● Instructions for the task
Send back every line of the data exactly.

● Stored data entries
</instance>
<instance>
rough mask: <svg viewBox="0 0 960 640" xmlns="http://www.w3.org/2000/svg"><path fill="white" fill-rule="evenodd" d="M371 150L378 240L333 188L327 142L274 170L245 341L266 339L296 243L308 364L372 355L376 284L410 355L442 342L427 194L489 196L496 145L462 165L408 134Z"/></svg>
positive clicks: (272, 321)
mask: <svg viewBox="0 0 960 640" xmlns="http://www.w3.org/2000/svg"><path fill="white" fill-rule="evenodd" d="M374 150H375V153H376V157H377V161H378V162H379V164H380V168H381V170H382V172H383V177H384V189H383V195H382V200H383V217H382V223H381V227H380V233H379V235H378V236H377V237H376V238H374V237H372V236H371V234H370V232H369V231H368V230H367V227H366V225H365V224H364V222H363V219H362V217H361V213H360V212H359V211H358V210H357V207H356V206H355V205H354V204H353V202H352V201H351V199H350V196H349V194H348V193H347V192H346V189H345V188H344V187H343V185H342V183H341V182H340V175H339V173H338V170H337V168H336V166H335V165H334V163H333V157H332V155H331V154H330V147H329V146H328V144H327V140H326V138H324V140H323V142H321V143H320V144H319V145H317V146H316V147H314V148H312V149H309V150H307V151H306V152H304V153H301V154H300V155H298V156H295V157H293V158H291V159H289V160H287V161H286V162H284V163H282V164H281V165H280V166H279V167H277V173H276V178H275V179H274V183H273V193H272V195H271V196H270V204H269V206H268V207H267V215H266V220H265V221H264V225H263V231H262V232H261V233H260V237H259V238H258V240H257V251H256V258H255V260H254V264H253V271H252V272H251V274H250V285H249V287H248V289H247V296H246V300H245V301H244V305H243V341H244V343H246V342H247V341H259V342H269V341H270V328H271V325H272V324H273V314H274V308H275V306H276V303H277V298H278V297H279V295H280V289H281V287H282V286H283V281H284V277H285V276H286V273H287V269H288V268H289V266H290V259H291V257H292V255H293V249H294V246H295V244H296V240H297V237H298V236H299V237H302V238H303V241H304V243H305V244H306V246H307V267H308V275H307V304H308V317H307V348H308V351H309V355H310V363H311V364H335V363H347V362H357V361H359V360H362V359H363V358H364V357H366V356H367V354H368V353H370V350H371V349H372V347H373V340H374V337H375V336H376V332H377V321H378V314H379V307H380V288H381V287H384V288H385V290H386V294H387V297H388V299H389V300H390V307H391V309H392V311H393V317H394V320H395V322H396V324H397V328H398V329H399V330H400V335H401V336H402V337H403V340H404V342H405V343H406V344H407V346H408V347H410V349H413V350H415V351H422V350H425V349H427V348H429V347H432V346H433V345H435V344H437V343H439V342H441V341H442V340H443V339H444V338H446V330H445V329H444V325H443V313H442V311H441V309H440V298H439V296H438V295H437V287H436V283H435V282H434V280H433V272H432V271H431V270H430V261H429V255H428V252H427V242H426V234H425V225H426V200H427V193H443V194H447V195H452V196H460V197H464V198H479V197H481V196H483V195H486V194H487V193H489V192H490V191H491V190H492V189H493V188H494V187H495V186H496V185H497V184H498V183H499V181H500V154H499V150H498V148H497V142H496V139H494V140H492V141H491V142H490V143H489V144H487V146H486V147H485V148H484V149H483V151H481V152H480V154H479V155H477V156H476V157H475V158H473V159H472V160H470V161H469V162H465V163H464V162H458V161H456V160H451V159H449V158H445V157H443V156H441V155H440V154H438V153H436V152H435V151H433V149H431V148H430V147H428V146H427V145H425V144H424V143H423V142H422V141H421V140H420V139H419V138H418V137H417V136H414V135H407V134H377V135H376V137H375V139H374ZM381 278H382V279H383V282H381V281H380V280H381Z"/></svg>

● Exercise result
</instance>
<instance>
rough mask: <svg viewBox="0 0 960 640" xmlns="http://www.w3.org/2000/svg"><path fill="white" fill-rule="evenodd" d="M371 150L378 240L333 188L327 142L274 170L245 341L266 339L296 243L308 364L372 355L376 284L410 355L442 342L427 194L489 196L496 145L462 165L408 134Z"/></svg>
positive clicks: (272, 321)
mask: <svg viewBox="0 0 960 640" xmlns="http://www.w3.org/2000/svg"><path fill="white" fill-rule="evenodd" d="M374 150H375V153H376V157H377V161H378V162H379V164H380V168H381V170H382V172H383V177H384V189H383V195H382V200H383V217H382V223H381V227H380V233H379V235H378V236H377V237H376V238H374V237H372V236H371V234H370V232H369V231H368V230H367V227H366V225H365V224H364V222H363V219H362V217H361V213H360V212H359V211H358V210H357V207H356V206H355V205H354V204H353V202H352V201H351V199H350V196H349V194H348V193H347V192H346V189H345V188H344V187H343V185H342V183H341V182H340V175H339V173H338V170H337V168H336V166H335V165H334V163H333V157H332V155H331V154H330V147H329V146H328V144H327V140H326V138H324V140H323V142H321V143H320V144H319V145H317V146H316V147H314V148H312V149H309V150H307V151H306V152H304V153H301V154H300V155H298V156H295V157H293V158H291V159H289V160H287V161H286V162H284V163H282V164H281V165H280V166H279V167H277V173H276V178H275V179H274V183H273V193H272V195H271V196H270V204H269V206H268V207H267V215H266V220H265V221H264V225H263V231H262V232H261V233H260V237H259V238H258V240H257V251H256V258H255V260H254V264H253V271H252V272H251V274H250V285H249V287H248V289H247V296H246V300H245V301H244V305H243V341H244V343H246V342H247V341H259V342H269V341H270V328H271V325H272V324H273V314H274V308H275V306H276V303H277V298H278V297H279V295H280V289H281V287H282V286H283V281H284V277H285V276H286V273H287V269H288V268H289V266H290V259H291V257H292V255H293V249H294V246H295V244H296V240H297V237H298V236H299V237H302V238H303V241H304V243H305V244H306V246H307V267H308V275H307V304H308V317H307V348H308V351H309V355H310V363H311V364H335V363H347V362H357V361H359V360H362V359H363V358H364V357H366V356H367V354H368V353H370V350H371V349H372V347H373V340H374V337H375V336H376V332H377V321H378V314H379V307H380V288H381V287H384V288H385V290H386V294H387V297H388V299H389V300H390V307H391V309H392V311H393V317H394V320H395V322H396V324H397V328H398V329H399V330H400V335H401V336H402V337H403V340H404V342H405V343H406V344H407V346H408V347H410V349H413V350H415V351H422V350H425V349H427V348H429V347H432V346H433V345H435V344H437V343H439V342H441V341H442V340H443V339H444V338H446V330H445V329H444V325H443V313H442V311H441V309H440V298H439V296H438V295H437V287H436V283H435V282H434V280H433V272H432V271H431V270H430V261H429V255H428V252H427V242H426V234H425V225H426V200H427V193H443V194H447V195H452V196H460V197H464V198H479V197H481V196H483V195H486V194H487V193H489V192H490V191H491V190H492V189H493V188H494V187H495V186H496V185H497V184H498V183H499V181H500V154H499V150H498V148H497V142H496V139H494V140H492V141H491V142H490V143H489V144H487V146H486V147H485V148H484V149H483V151H481V152H480V154H479V155H477V156H476V157H475V158H473V159H472V160H470V161H469V162H465V163H464V162H458V161H456V160H451V159H449V158H445V157H443V156H441V155H440V154H438V153H436V152H435V151H433V149H431V148H430V147H428V146H427V145H425V144H424V143H423V142H422V141H421V140H420V139H419V138H418V137H417V136H414V135H407V134H377V135H376V137H375V139H374ZM381 278H382V279H383V282H381V281H380V280H381Z"/></svg>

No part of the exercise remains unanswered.